"""
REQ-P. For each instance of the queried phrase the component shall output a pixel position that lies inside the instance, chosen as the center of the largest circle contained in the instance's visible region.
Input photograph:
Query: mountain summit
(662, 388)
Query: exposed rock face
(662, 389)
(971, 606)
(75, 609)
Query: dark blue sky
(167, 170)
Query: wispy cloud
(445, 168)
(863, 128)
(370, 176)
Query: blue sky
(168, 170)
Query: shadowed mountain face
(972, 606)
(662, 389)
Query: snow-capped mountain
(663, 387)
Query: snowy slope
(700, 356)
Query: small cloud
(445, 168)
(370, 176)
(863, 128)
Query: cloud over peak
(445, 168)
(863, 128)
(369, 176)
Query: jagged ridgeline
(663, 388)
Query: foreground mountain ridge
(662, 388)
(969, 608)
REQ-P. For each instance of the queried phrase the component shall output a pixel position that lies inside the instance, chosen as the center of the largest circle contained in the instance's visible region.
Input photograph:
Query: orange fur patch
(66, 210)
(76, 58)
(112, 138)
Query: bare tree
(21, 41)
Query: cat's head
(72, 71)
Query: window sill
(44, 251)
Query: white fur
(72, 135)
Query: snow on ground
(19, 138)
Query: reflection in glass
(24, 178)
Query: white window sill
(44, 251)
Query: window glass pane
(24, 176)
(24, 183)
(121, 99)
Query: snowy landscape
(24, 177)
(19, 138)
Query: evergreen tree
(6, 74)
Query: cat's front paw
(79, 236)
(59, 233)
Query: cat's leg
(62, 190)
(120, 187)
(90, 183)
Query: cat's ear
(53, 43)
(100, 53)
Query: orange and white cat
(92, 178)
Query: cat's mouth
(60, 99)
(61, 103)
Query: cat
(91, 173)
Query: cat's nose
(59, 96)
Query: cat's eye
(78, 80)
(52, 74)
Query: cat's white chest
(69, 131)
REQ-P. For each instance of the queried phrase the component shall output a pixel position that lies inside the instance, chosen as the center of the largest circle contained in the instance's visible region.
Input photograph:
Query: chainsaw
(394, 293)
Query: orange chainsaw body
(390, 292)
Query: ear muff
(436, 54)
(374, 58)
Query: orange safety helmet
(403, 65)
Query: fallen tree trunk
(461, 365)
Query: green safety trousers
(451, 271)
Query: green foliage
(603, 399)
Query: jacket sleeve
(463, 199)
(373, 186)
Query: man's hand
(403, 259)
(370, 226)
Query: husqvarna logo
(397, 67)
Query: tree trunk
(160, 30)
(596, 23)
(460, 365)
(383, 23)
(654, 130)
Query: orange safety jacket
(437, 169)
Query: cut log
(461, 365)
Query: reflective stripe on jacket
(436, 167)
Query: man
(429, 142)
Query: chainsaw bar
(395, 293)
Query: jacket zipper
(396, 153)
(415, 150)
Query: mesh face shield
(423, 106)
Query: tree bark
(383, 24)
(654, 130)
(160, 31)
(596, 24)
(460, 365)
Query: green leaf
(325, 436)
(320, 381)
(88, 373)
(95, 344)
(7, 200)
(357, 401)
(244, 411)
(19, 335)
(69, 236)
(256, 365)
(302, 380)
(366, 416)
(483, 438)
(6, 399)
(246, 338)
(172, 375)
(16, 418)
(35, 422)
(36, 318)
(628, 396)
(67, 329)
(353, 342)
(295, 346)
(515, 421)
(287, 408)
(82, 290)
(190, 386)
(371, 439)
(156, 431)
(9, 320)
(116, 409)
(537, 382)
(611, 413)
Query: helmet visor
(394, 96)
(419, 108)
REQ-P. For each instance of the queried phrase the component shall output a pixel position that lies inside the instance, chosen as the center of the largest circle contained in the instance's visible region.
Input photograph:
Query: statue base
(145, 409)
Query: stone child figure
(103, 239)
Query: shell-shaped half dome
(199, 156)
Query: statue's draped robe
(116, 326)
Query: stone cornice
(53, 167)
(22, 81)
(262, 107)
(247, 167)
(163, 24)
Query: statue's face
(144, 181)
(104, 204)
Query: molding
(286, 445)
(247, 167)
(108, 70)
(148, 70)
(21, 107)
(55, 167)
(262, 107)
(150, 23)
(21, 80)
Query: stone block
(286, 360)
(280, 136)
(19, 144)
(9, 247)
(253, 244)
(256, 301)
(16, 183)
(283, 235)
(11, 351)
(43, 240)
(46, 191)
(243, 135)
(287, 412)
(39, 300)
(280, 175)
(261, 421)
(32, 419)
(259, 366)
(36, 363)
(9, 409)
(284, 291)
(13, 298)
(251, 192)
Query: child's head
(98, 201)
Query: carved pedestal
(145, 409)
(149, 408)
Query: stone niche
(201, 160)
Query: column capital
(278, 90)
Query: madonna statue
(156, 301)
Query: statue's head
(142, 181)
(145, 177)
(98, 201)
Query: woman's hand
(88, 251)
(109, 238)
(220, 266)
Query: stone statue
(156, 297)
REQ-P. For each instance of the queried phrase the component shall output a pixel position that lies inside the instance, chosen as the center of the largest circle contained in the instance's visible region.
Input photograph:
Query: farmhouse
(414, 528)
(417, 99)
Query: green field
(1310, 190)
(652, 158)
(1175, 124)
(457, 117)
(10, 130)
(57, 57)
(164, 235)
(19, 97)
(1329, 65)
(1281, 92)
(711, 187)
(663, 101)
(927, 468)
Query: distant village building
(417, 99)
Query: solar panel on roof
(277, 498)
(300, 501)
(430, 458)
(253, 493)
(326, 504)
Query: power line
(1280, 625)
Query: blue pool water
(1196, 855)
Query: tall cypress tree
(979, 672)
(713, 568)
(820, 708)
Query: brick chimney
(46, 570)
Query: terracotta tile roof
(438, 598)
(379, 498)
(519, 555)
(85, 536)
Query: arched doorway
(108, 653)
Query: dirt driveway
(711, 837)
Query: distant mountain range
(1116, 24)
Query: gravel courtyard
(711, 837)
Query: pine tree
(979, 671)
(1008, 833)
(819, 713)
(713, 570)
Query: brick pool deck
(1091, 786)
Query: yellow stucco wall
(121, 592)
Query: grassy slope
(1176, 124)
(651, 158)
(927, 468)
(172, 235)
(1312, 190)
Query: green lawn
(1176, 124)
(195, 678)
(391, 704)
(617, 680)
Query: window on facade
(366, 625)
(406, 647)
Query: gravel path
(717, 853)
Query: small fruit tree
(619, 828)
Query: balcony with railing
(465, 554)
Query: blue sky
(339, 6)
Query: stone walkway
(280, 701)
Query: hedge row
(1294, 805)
"""
## Task goal
Only the lines from the one containing "Query: child's head" through the end of the entries above belong in the answer; repeat them exactly.

## Exercise solution
Query: child's head
(98, 201)
Query: carved pedestal
(145, 409)
(149, 408)
Query: stone niche
(201, 160)
Query: column capital
(278, 90)
Query: madonna statue
(156, 301)
Query: statue's head
(142, 181)
(145, 177)
(98, 201)
Query: woman's hand
(88, 251)
(109, 238)
(220, 266)
Query: stone statue
(156, 297)
REQ-P. For each instance of the queried phrase the component shall output a pixel position that lies inside the instance, chosen as the center of the largest circle contained in the instance's visible region.
Input photograph:
Query: farmhouse
(414, 528)
(417, 99)
Query: green field
(1310, 190)
(652, 158)
(1175, 124)
(457, 117)
(10, 130)
(57, 57)
(164, 235)
(19, 97)
(1329, 65)
(1281, 92)
(711, 187)
(663, 101)
(927, 468)
Query: distant village building
(417, 99)
Query: solar panel on roof
(277, 498)
(300, 501)
(430, 458)
(253, 493)
(326, 504)
Query: power line
(1280, 625)
Query: blue pool water
(1196, 855)
Query: tall cypress tree
(979, 672)
(713, 568)
(820, 708)
Query: brick chimney
(46, 570)
Query: terracotta tile roof
(438, 598)
(379, 498)
(519, 555)
(85, 536)
Query: arched doorway
(108, 653)
Query: dirt driveway
(711, 837)
Query: distant mountain range
(1116, 24)
Query: gravel courtyard
(711, 837)
Query: pine tree
(979, 671)
(1008, 833)
(819, 713)
(713, 570)
Query: brick pool deck
(1091, 786)
Query: yellow stucco wall
(121, 592)
Query: grassy slope
(1176, 124)
(651, 158)
(927, 468)
(172, 235)
(1312, 190)
Query: green lawn
(1176, 124)
(195, 678)
(391, 704)
(617, 680)
Query: window on facade
(366, 625)
(406, 647)
Query: gravel path
(717, 853)
Query: small fruit tree
(619, 828)
Query: balcony with railing
(465, 554)
Query: blue sky
(339, 6)
Query: stone walkway
(280, 701)
Query: hedge row
(1294, 805)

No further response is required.